* [WHAT THE TASK REQUIRES]
Extend the text below on mechanical metamaterials and additive micro-manufacturing, starting after its final sentence.

* [TEXT PROVIDED]
_____

Material properties are governed by the chemical composition and spatial arrangement of constituent elements at multiple length-scales. This fundamentally limits material properties with respect to each other creating trade-offs when selecting materials for specific applications. For example, strength and density are inherently linked so that, in general, the more dense the material, the stronger it is in bulk form. We are combining advanced microstructural design, using flexure and screw theory as well as topology optimization, with advanced additive micro- and nanomanufacturing techniques to create new material systems with previously unachievable property combinations – mechanical metamaterials. The performance of these materials is fundamentally controlled by geometry at multiple length-scales rather than chemical composition alone. We have demonstrated designer properties of these mechanical metamaterials in polymers, metals, ceramics and combinations thereof. Properties include ultra-stiff lightweight materials, negative stiffness, and negative thermal expansion. Our additive micro-manufacturing techniques include Projection Microstereolithography (PSL), Direct Ink Writing (DIW), and Electrophoretic Deposition (EPD) as well as some new advanced concepts such as holographic lithography. These tools are capable of generating the designed structures which are highly three-dimensional micro- and nano-scale architectures with multiple constituent materials in the same structure.

_____

* [DATA SEGMENT]

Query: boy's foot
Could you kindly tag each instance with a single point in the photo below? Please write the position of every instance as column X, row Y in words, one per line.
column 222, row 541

_____

* [OUTPUT BELOW]
Dr. Christopher M. Spadaccini received his S.B., S.M., and Ph.D. degrees from the Department of Aeronautics and Astronautics at the Massachusetts Institute of Technology in 1997, 1999, and 2004 respectively. His graduate work consisted of the study of micro-scale combustion phenomena as well as the design, fabrication, characterization, and modeling of combustors for micro-scale heat engines. He joined LLNL as a staff engineer in the Center for Micro and Nanotechnology in 2004 where he worked on a variety of projects ranging from explosives detection and biodefense to CO2 capture and sequestration.
Dr. Spadaccini is currently the principal investigator of several advanced materials and additive manufacturing projects at LLNL. He is also the founder and director of a new additive manufacturing and process development center in the Engineering Directorate and is the Director of Additive Manufacturing Initiatives at LLNL. Work in these laboratories focuses on developing next generation additive processes that are capable of micro- and nano-scale features and have the ability to create components with mixtures of materials ranging from polymers to metals and ceramics. Development of these processes also involves the synthesis and materials science of feed-stocks such as photopolymers and nanoparticles. These capabilities are utilized to fabricate microarchitected materials with unique designer properties such as negative thermal expansion or ultra-light weight materials with high stiffness and strength.
In addition, Dr. Spadaccini has been active in the academic community and has authored over five dozen journal and conference publications, three book chapters, has multiple patents awarded and is on the editorial board for several journals and websites. He is also a part-time lecturer at the San Jose State University in the Biomedical, Chemical and Materials Engineering Department where he teaches graduate courses in advanced transport phenomena.